→ Text block:
····················

The other week, I went into Battersea solo to meet up with friends and found it to be… well… rather liberating. Knowing that you only have to depend on yourself, you can be as quiet as you are able. You can take your time. You can pay more attention to your experience. You can run like hell if you have to.

Since my research is about urban exploration culture, I don’t usually solo places. I also don’t usually do infiltrations. But as I mentioned in my last post, change is in the air this winter. After short walk, I was over the fence, staring at the scaff on the side of the building.

Stuff to climb. Dope.

I believe it is, at the moment, the tallest building in Clapham (maybe 10 stories?). Whatever the case, I was determined to get to the roof. Determined enough to ignore some things on the way up.

Sure thing guys

Yeah okay I got the message

On the way to the top, I ran into a brochure for the development. It was strange to think that someone may have placed it there just this afternoon; maybe giving a tour to the new owners.

····················

→ Input data:
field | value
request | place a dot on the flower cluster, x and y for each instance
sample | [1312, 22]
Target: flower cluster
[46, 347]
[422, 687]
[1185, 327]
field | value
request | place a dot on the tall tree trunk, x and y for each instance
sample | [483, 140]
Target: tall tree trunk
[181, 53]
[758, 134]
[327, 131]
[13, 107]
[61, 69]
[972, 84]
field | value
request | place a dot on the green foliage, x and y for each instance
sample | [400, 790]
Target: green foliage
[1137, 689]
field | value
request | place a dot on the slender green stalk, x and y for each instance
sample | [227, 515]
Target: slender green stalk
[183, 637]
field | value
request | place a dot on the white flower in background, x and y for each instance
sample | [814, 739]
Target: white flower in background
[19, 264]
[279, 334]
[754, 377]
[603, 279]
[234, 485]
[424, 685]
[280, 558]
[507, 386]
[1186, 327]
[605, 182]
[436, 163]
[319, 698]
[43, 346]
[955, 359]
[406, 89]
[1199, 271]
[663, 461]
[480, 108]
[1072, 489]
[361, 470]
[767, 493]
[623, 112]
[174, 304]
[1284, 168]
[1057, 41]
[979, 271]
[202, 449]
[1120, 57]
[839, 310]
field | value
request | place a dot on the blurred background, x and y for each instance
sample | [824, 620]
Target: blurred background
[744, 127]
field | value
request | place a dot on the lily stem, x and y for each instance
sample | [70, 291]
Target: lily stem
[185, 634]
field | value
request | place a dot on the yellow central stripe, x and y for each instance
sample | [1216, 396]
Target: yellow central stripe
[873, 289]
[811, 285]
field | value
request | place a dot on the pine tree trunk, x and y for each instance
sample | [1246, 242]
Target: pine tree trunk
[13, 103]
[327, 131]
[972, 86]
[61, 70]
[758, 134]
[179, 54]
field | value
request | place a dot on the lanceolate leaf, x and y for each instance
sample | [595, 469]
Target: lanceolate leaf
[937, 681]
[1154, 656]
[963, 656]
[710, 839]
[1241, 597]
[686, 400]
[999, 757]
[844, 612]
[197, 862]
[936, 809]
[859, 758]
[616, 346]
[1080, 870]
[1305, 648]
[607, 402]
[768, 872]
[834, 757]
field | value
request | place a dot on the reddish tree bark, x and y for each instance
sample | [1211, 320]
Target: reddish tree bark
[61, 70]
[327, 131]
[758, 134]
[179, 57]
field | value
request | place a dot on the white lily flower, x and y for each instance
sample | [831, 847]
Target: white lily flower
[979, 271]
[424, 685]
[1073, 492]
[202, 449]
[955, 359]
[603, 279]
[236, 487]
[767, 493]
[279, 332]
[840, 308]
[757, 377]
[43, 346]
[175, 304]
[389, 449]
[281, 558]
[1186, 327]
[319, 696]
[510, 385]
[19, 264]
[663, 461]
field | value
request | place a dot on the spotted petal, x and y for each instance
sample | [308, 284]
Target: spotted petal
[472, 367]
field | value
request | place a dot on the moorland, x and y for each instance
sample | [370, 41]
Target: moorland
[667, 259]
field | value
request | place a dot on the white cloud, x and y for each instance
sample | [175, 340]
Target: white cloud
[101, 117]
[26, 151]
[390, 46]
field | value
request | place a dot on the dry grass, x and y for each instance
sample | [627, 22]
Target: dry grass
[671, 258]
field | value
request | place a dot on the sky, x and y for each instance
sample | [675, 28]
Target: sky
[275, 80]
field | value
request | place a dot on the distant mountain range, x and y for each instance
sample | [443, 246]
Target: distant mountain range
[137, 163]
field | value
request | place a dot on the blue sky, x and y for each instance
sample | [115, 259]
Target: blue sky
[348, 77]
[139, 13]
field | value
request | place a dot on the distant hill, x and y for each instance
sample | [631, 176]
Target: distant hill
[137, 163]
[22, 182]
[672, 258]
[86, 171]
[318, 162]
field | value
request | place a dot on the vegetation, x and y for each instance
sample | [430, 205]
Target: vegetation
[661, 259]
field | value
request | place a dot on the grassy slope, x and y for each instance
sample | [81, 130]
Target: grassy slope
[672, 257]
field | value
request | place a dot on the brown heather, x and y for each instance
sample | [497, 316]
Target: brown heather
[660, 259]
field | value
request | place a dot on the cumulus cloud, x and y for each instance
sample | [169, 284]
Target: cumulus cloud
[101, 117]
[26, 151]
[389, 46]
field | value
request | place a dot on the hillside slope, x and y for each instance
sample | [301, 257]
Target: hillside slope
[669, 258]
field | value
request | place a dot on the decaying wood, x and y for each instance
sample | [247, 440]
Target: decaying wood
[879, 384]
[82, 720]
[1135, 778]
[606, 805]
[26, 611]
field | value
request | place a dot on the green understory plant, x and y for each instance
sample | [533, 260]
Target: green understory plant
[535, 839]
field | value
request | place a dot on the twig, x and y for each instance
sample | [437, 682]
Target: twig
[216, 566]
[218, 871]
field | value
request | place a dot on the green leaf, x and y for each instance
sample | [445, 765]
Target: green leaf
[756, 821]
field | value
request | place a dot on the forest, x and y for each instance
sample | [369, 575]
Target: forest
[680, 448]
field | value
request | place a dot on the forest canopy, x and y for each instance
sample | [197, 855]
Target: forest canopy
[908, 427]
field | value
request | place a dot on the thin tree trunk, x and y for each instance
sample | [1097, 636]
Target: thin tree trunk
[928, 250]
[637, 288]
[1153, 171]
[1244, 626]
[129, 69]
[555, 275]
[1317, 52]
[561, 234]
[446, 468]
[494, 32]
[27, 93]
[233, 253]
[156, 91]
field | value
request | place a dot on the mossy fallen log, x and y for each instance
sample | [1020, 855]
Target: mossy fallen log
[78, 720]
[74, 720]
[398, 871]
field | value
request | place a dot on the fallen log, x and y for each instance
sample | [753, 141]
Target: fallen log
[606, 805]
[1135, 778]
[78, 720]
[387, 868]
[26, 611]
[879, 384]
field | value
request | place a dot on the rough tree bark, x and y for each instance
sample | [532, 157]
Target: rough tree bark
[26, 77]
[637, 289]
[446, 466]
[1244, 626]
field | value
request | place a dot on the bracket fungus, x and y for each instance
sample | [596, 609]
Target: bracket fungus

····················

In the urban exploration post, what did the writer come across on the way to the top of the building?

→ Problem solution:
A brochure for the development.